There is a mess in my head and I happen to like it
април 14, 2014
dart and performance (a test journy in game land)
I have been playing with Dart and StageXL for 10 days now and I feel like there are thoughts to be shared. Part of this post is also an update to a thread in the StageXL group
The game is really simple clone of the flappy bird. The main idea is that the gameplay should be easy to implement and understandable in order to allow me to concentrate on the internals of the game and the rendering engine instead of toying too much with the game itself.
At one point I have noticed that the way the original game detects the collision of the bird on the trees is a naive one and often gives false negatives. I went on reading about what is possible and present currently in Dart and StageXL in this regard. Turns out only very basic approach is available internally as StageXL is geared as animation library and not as a game development framework. Never the less this allowed me to play a bit more with the language itself.
For collision detection I have utilized the following approach:
Using the DisplayObject.hitTestObject find element(s) that are potentially colliding (in the test game I developed it could be only one out of ~ 10).
Determine the rectangle where the transformed protagonist will fit.
Using detached canvas element, clear it and draw the transformed image of the protagonist.
Using detached canvas element, clear it and draw the potentially colliding element.
The 2 canvases used are just big enough to contain the protagonist image.
Compare the non-alpha pixels of the protagonist canvas to the colliding element canvas and there is a pixel where alpha is greater than 0 we want to return true (i.e. there is a collision).
Here are the results of this little experiment.
On PC and DartVM this runs so smooth, one would think why people are not using it all the time. The average time to run the code per frame with complete pixel accurate collision is ~0.35ms (with time limit of ~16ms this is pretty good I think).
Compiled to JS it runs at about twice as slow, the frame taking about 0.78ms still pretty good. This is kind of strange since the code is mainly touching webGL, canvas and arithmetics. Canvas and webGL are DOM interfaces and thus there should be no difference, so the only possible place of optimization / speed is the arithmetics (at least this is what I initially thought). I am not an expert in VMs, but having a VM that can run at least twice as fast the calculations is awesome!

> _Material provided_:
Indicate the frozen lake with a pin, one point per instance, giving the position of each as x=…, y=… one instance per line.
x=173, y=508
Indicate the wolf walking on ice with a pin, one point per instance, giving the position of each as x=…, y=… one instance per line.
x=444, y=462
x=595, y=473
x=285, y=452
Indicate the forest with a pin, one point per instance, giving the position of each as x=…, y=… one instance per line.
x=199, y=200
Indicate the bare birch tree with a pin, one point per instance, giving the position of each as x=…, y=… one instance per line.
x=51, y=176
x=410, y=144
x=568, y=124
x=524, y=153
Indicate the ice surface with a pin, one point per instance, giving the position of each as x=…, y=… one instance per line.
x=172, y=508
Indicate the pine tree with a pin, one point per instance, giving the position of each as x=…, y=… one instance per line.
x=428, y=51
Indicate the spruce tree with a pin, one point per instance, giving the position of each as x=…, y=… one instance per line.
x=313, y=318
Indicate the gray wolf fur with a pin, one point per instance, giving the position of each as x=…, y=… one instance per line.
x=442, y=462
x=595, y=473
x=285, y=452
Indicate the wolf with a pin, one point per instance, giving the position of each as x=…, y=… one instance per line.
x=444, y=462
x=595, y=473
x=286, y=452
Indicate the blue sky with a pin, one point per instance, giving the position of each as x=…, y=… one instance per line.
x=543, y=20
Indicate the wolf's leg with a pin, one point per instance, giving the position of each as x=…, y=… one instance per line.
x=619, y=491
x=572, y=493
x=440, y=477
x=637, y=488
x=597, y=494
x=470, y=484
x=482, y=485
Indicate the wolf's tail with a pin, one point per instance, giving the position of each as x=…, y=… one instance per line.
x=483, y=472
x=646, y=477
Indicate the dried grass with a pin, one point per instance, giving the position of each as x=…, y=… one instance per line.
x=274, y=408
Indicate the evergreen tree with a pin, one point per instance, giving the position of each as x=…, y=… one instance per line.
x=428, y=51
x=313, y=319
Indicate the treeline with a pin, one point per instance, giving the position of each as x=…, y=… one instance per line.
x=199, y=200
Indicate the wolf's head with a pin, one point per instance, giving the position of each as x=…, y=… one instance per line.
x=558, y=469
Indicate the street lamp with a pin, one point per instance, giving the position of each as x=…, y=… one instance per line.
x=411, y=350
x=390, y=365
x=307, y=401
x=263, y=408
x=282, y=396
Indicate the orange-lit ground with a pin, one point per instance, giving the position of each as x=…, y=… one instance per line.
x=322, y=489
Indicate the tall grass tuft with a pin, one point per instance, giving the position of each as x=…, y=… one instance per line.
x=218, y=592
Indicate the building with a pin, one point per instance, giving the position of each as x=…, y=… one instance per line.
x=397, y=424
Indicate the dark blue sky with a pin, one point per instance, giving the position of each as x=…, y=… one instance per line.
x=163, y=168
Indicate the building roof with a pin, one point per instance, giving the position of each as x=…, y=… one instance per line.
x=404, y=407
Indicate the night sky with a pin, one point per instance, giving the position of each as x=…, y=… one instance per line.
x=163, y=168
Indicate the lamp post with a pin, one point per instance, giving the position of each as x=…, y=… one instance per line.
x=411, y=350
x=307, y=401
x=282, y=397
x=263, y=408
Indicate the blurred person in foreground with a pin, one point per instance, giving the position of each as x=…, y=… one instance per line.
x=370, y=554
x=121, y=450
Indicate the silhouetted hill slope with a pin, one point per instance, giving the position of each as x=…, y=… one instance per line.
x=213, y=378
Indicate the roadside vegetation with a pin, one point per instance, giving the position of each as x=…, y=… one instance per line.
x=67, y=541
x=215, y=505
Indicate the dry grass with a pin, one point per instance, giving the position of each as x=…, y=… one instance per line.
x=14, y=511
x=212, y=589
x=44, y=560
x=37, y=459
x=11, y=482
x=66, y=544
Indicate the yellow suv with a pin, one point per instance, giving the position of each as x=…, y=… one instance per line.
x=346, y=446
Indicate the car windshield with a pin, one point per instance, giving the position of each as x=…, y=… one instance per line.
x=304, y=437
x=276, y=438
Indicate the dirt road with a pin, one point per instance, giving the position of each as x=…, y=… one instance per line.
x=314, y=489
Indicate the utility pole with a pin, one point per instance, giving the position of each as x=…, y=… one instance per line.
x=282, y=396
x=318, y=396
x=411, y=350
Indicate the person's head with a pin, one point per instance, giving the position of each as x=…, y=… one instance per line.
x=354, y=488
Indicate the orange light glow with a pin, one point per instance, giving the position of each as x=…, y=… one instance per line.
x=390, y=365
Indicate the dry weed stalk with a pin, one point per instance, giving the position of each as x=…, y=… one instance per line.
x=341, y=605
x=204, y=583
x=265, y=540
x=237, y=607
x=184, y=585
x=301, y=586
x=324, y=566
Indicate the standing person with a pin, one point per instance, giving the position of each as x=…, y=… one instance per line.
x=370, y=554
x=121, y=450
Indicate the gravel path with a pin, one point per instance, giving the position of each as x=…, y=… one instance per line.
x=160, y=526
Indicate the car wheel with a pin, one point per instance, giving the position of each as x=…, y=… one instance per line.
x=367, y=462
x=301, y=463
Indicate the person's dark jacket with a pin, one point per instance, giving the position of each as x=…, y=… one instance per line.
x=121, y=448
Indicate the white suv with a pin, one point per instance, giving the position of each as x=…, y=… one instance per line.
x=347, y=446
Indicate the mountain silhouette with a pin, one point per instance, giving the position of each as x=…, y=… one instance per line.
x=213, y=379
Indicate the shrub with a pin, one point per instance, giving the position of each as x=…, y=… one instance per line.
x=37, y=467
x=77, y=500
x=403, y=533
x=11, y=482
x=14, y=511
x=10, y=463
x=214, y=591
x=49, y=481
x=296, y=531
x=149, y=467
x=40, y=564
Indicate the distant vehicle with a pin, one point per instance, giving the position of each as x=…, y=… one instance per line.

> _What you will do_:
A. According to the Dart performance post, what was the average time per frame for pixel-accurate collision on PC with the Dart VM?
B. Print the Dart performance post from "Determine the rectangle" up to and including "of the protagonist.".
The records have no role in this work.

> _Exercise results_:
A. About 0.35 ms.

B.
Determine the rectangle where the transformed protagonist will fit.
Using detached canvas element, clear it and draw the transformed image of the protagonist.